Dataset excerpts on object pointing:

====

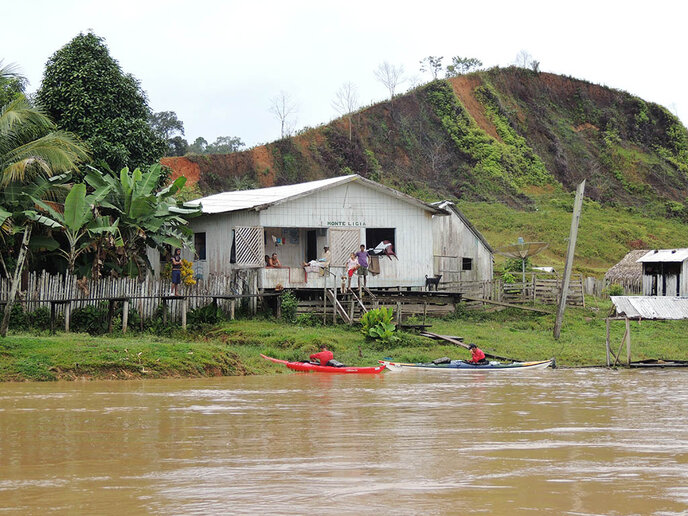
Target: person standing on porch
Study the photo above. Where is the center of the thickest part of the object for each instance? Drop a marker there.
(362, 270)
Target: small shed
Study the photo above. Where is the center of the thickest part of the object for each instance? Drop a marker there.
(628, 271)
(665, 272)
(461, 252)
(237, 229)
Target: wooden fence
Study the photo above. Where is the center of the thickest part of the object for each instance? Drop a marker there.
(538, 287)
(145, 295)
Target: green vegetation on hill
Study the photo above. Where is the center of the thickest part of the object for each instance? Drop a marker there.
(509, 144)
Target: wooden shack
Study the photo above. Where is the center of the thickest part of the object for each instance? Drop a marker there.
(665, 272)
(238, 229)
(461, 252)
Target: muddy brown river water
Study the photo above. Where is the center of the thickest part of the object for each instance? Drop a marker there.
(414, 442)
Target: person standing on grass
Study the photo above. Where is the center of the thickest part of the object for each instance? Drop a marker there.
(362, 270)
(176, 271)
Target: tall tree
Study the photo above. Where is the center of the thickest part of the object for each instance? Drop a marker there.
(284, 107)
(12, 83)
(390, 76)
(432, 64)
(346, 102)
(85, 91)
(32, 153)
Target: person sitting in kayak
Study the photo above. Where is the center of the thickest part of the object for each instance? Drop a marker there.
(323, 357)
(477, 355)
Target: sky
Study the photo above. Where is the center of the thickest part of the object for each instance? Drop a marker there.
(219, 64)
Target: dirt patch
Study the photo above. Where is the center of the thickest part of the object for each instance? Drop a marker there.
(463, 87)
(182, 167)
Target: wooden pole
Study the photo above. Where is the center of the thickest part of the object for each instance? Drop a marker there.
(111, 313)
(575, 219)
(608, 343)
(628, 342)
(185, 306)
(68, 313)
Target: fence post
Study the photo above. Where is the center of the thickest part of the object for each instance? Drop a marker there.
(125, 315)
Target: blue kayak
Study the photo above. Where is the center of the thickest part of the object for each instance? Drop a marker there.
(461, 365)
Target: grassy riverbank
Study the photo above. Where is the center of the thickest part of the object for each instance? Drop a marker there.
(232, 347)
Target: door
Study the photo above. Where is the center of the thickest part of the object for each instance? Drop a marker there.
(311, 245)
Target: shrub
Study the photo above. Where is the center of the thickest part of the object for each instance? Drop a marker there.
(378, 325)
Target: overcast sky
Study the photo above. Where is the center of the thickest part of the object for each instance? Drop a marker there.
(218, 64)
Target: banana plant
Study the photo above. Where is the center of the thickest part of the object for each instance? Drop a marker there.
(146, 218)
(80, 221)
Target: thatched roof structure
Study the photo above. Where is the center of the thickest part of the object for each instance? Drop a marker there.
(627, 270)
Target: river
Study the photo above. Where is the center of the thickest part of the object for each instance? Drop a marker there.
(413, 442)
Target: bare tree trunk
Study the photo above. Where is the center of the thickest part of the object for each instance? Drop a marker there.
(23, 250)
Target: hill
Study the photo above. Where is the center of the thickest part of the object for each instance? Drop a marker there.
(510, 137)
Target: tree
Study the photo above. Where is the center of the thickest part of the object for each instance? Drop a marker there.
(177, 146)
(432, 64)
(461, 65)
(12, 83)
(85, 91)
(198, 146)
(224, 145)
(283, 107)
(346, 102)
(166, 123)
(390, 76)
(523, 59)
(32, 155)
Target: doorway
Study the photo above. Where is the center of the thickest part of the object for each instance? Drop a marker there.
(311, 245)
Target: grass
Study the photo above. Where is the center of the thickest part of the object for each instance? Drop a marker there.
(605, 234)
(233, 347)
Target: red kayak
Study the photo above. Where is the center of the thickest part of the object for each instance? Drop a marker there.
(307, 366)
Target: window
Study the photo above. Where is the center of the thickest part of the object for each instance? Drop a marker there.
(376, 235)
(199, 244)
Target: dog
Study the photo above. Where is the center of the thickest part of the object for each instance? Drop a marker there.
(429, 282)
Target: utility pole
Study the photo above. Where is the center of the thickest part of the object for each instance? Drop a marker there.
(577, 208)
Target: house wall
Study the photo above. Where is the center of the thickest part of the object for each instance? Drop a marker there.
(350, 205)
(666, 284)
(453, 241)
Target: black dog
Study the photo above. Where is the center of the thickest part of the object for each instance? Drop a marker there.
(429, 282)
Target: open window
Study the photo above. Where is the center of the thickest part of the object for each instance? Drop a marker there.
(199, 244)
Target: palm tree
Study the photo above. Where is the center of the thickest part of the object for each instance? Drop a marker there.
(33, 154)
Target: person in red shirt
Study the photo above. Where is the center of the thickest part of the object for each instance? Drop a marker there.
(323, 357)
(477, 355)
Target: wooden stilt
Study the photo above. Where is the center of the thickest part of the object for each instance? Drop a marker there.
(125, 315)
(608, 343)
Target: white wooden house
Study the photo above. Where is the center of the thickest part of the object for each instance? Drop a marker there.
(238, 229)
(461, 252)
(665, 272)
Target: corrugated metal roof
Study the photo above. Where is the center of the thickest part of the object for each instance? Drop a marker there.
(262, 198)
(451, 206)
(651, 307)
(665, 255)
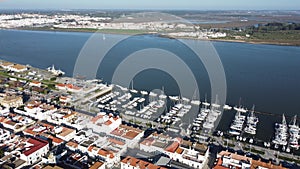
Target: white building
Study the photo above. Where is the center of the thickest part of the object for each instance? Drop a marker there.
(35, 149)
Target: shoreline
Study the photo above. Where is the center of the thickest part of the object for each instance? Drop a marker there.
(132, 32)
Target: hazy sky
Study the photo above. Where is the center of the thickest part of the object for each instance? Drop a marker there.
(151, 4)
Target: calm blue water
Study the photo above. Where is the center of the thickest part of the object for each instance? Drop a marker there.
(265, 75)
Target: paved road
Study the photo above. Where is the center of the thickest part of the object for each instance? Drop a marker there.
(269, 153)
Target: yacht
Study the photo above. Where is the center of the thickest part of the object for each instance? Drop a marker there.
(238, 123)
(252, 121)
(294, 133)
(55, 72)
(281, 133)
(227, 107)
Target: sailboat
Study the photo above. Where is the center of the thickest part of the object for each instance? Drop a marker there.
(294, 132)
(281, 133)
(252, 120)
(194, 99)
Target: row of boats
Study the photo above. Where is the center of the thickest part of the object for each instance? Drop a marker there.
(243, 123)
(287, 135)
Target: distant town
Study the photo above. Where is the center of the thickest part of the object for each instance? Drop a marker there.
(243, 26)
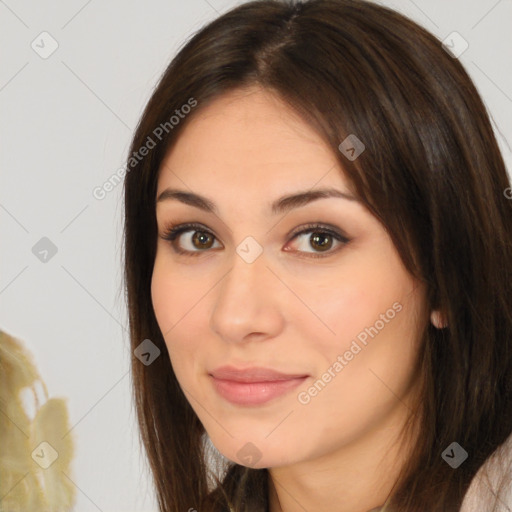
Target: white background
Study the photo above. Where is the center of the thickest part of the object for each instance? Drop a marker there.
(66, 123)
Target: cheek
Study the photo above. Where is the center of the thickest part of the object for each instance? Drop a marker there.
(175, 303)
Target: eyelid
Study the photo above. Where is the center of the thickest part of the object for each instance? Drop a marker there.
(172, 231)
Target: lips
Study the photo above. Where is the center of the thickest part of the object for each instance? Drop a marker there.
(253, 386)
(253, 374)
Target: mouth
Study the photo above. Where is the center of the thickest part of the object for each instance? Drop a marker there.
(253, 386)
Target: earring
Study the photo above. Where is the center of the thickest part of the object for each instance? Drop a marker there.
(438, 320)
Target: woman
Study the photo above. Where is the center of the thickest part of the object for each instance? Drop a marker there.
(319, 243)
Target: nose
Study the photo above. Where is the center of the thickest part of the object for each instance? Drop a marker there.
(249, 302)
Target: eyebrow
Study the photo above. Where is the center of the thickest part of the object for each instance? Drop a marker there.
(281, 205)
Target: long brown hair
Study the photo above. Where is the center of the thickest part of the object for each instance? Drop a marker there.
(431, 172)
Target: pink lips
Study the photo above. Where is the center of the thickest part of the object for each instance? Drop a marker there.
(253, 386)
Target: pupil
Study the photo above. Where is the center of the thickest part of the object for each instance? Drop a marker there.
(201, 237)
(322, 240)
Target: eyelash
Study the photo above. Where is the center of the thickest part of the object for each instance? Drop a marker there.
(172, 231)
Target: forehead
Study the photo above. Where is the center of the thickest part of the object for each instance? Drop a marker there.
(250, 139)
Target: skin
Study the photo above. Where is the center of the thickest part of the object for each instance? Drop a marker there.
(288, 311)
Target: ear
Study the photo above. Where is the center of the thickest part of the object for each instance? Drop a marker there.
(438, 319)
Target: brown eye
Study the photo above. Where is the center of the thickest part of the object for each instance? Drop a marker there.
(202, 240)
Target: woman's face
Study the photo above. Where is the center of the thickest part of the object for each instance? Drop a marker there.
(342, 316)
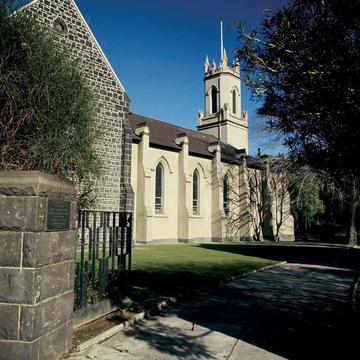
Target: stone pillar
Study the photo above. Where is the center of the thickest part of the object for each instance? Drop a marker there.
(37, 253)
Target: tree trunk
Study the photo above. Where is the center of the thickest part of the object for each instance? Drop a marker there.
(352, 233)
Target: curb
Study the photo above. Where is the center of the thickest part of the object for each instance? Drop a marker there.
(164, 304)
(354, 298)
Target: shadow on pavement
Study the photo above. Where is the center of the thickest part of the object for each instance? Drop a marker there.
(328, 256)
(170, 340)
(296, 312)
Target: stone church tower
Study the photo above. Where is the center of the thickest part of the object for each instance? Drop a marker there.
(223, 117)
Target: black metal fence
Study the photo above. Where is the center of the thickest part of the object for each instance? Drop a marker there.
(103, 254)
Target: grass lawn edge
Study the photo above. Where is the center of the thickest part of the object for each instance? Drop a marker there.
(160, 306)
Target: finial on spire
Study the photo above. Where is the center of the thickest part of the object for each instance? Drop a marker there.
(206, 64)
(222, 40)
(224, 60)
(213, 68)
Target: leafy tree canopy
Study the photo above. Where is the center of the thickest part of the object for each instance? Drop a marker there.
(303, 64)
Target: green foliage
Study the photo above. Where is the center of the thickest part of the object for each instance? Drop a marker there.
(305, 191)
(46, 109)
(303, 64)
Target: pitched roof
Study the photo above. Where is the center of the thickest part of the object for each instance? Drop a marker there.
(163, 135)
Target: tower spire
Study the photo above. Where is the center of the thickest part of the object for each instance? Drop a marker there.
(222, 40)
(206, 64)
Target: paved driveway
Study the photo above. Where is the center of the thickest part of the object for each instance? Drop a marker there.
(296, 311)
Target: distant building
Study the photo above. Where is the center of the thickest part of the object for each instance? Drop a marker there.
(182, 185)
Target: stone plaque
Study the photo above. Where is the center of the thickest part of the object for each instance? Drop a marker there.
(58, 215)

====

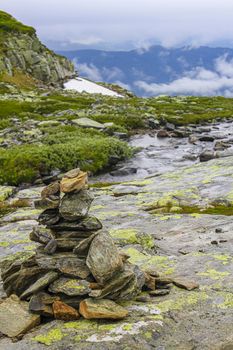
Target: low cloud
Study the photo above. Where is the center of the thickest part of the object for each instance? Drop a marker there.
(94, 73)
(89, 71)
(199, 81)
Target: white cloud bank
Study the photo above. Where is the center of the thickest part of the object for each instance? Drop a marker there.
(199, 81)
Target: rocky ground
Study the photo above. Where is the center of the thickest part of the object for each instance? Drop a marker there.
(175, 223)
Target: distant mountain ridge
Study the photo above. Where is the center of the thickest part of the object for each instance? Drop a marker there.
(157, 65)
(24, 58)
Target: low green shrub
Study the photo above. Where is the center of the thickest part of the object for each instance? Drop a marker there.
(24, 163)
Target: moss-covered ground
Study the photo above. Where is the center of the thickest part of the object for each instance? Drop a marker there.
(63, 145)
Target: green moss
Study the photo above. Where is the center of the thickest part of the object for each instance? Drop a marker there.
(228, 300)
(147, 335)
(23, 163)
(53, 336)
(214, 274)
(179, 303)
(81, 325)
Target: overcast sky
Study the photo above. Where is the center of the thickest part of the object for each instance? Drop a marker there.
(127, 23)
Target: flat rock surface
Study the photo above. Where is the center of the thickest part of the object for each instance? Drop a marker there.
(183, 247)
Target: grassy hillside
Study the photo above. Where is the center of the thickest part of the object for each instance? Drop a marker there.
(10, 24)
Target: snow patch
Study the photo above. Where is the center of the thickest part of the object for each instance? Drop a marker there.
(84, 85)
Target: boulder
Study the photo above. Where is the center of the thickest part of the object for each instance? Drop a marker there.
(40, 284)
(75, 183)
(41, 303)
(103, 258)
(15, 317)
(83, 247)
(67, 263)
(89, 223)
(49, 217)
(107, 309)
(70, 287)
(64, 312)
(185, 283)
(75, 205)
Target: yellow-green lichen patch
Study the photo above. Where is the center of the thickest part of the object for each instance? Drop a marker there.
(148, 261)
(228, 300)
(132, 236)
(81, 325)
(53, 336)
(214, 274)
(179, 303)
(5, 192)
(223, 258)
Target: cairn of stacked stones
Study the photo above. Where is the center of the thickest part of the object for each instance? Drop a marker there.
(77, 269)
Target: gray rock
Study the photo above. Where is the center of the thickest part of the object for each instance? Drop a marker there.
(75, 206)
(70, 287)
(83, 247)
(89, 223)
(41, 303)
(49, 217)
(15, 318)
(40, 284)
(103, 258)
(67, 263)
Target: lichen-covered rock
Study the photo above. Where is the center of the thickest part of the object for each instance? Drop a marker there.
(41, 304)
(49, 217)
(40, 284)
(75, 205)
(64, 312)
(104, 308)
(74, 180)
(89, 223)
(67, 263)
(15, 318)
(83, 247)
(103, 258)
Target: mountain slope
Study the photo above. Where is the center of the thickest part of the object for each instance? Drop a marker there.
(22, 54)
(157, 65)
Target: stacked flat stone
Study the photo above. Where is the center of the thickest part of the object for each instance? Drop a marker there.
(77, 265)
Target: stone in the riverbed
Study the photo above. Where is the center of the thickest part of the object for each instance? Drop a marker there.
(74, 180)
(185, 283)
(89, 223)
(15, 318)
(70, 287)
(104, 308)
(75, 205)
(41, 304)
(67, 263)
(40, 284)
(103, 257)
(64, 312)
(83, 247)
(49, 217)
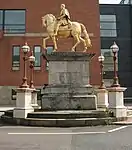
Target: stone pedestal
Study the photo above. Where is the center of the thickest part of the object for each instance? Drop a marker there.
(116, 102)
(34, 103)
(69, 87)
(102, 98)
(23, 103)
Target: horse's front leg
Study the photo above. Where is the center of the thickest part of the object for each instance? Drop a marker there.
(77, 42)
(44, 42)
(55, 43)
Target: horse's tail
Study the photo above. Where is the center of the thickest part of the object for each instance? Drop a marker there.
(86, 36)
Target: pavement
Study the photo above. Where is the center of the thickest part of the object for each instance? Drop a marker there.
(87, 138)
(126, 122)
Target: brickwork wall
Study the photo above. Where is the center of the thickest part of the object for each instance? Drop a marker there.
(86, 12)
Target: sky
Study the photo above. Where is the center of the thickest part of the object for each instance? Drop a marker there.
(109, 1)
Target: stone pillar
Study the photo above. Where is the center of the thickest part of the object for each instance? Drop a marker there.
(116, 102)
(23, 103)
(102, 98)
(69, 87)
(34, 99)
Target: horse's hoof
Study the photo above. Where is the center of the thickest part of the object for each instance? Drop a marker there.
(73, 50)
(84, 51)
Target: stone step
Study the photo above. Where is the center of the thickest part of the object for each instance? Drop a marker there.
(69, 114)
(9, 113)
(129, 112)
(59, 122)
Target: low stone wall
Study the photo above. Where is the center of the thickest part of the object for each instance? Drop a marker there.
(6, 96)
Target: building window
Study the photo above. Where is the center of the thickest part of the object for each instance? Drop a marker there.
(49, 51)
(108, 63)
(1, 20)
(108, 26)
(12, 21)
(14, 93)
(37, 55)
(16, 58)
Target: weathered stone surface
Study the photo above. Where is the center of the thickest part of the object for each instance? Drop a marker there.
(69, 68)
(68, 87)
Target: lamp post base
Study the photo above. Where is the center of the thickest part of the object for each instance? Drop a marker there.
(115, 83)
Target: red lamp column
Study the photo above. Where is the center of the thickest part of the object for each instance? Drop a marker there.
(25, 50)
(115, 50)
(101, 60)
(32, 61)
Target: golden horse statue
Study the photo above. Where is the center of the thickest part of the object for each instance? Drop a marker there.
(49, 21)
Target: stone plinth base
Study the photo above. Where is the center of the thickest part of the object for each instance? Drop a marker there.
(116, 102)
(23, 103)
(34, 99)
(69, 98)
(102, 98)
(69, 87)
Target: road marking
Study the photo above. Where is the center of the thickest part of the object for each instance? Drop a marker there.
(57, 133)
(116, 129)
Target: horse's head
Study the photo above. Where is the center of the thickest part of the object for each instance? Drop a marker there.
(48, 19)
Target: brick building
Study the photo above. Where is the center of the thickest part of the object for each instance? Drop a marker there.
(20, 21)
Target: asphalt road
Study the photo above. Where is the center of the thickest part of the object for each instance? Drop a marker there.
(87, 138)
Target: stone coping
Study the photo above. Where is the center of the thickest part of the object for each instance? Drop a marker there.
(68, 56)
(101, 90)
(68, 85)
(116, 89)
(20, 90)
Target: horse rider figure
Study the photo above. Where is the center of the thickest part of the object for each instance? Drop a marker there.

====

The request: Report how many lines of the items above contain the string "spire", treating uppercase and lowercase as different. Give only the number.

Exercise output: 2